▶ [Records for the task]
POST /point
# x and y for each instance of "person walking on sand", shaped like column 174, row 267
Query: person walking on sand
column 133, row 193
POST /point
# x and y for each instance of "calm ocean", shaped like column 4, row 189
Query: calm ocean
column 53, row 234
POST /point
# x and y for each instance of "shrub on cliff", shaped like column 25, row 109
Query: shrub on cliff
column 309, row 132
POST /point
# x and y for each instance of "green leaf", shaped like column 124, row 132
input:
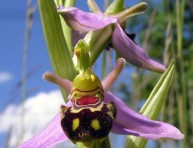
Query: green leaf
column 59, row 54
column 153, row 105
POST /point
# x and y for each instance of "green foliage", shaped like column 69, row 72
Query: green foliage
column 168, row 35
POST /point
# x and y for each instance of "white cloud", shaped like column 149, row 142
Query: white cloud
column 5, row 76
column 39, row 110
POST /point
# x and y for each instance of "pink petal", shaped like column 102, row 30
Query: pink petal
column 83, row 21
column 51, row 135
column 129, row 122
column 132, row 52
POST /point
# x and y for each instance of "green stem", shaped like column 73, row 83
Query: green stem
column 182, row 100
column 60, row 56
column 104, row 64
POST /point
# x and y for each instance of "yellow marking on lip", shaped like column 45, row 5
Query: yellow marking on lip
column 95, row 124
column 75, row 123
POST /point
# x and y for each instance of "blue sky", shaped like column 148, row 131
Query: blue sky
column 12, row 29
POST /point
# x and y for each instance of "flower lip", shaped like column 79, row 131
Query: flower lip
column 87, row 100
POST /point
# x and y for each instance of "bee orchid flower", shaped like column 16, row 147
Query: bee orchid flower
column 111, row 25
column 92, row 112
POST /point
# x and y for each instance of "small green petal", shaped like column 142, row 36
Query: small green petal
column 115, row 7
column 97, row 40
column 82, row 59
column 132, row 11
column 154, row 103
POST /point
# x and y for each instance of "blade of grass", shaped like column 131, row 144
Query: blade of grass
column 60, row 56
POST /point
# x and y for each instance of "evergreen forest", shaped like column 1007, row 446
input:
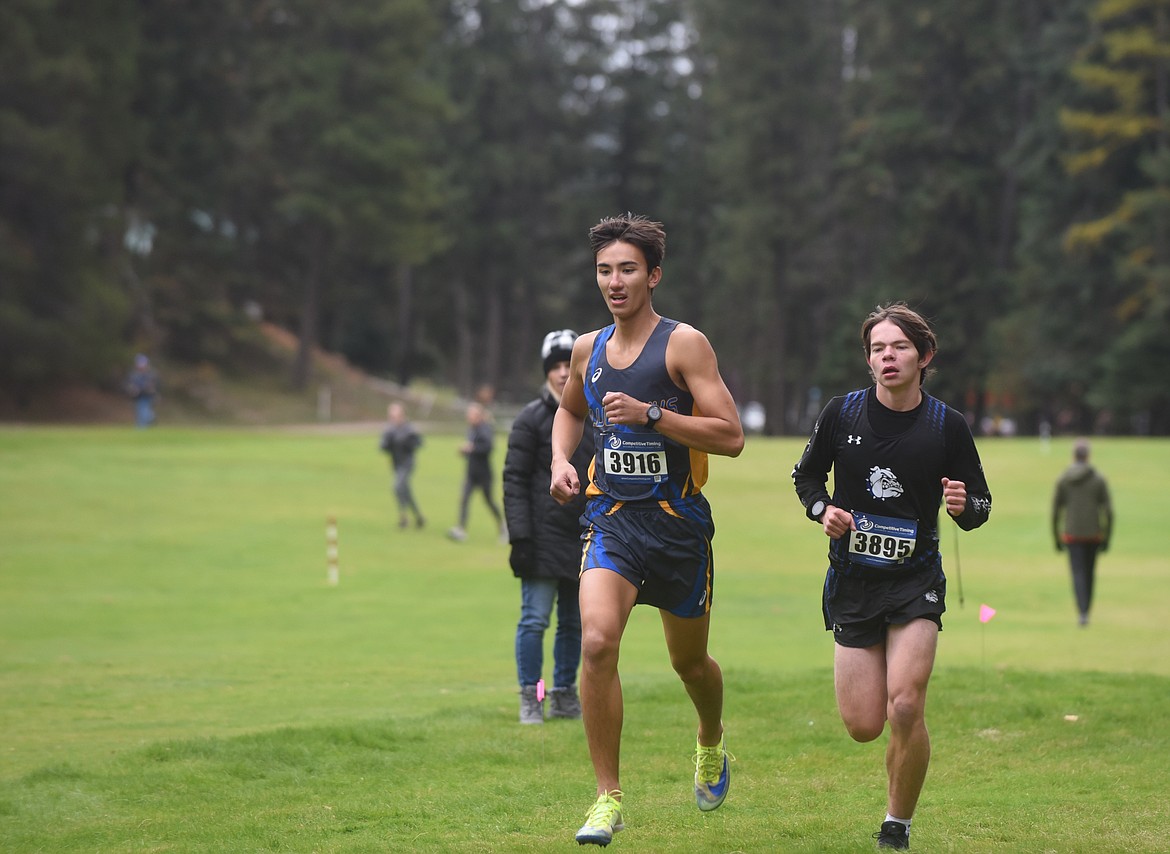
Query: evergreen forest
column 410, row 184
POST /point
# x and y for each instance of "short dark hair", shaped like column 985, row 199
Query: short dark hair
column 907, row 319
column 639, row 231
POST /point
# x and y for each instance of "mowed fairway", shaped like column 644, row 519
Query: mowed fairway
column 176, row 674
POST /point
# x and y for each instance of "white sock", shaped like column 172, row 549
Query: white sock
column 901, row 821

▶ [What is expected]
Can you repeat all of the lines above word for word, leaving out the pictures?

▶ [Complete answer]
POST /point
# x and y for each instance of "person walking on sand", shaped like column 174, row 267
Query: person walking on sand
column 133, row 193
POST /point
# x and y for each instance of "calm ocean", shaped like column 4, row 189
Query: calm ocean
column 53, row 234
POST /point
# x and y for each instance of "shrub on cliff", shaped like column 25, row 109
Query: shrub on cliff
column 309, row 132
POST /point
# x and y for each instance of "green leaf", shaped like column 124, row 132
input:
Query: green leaf
column 59, row 54
column 153, row 105
POST /point
# x and y for each instance of "green foliage", shaped like column 69, row 72
Query: green foliage
column 168, row 35
POST /point
# x and y for each instance of "white cloud", shaped like column 149, row 142
Query: white cloud
column 5, row 76
column 39, row 110
POST /point
# x and y for each instance of "pink petal", shaped like column 102, row 30
Query: pink petal
column 83, row 21
column 51, row 135
column 129, row 122
column 132, row 52
POST /point
# x and y for each instance of "green stem", shaped like column 73, row 83
Query: green stem
column 182, row 100
column 60, row 56
column 104, row 64
POST /point
# x and y for each instance of "yellow marking on lip", shaped like column 45, row 5
Query: yellow marking on lip
column 95, row 124
column 75, row 123
POST /point
# x and y for each instance of "blue sky", shaped like column 148, row 131
Query: blue sky
column 12, row 29
POST /point
# x and y for each instance of "flower lip", shaped like column 79, row 131
Query: flower lip
column 87, row 100
POST /point
# x and y for each instance of "bee orchid flower", shaped like column 16, row 147
Query: bee orchid flower
column 111, row 25
column 92, row 112
POST /point
# x and y for each instance of "small green petal", shaped like column 142, row 36
Query: small green petal
column 115, row 7
column 97, row 40
column 82, row 59
column 132, row 11
column 154, row 103
POST /point
# x and y for each instance of "blade of grass", shaped like column 131, row 144
Query: blade of grass
column 60, row 56
POST /point
# x and y for each instance of "evergreen forest", shaped like column 1007, row 446
input:
Query: evergreen forest
column 410, row 184
POST /point
# x and y for each instance of "short dark hair", shaped like column 985, row 199
Query: short dark hair
column 907, row 319
column 639, row 231
POST /point
# x and y for each instance of "mowed fairway", shaped like column 644, row 519
Query: mowed fairway
column 176, row 674
POST /point
# x and y for each instance of "white sock", shaped like column 172, row 549
Query: white sock
column 901, row 821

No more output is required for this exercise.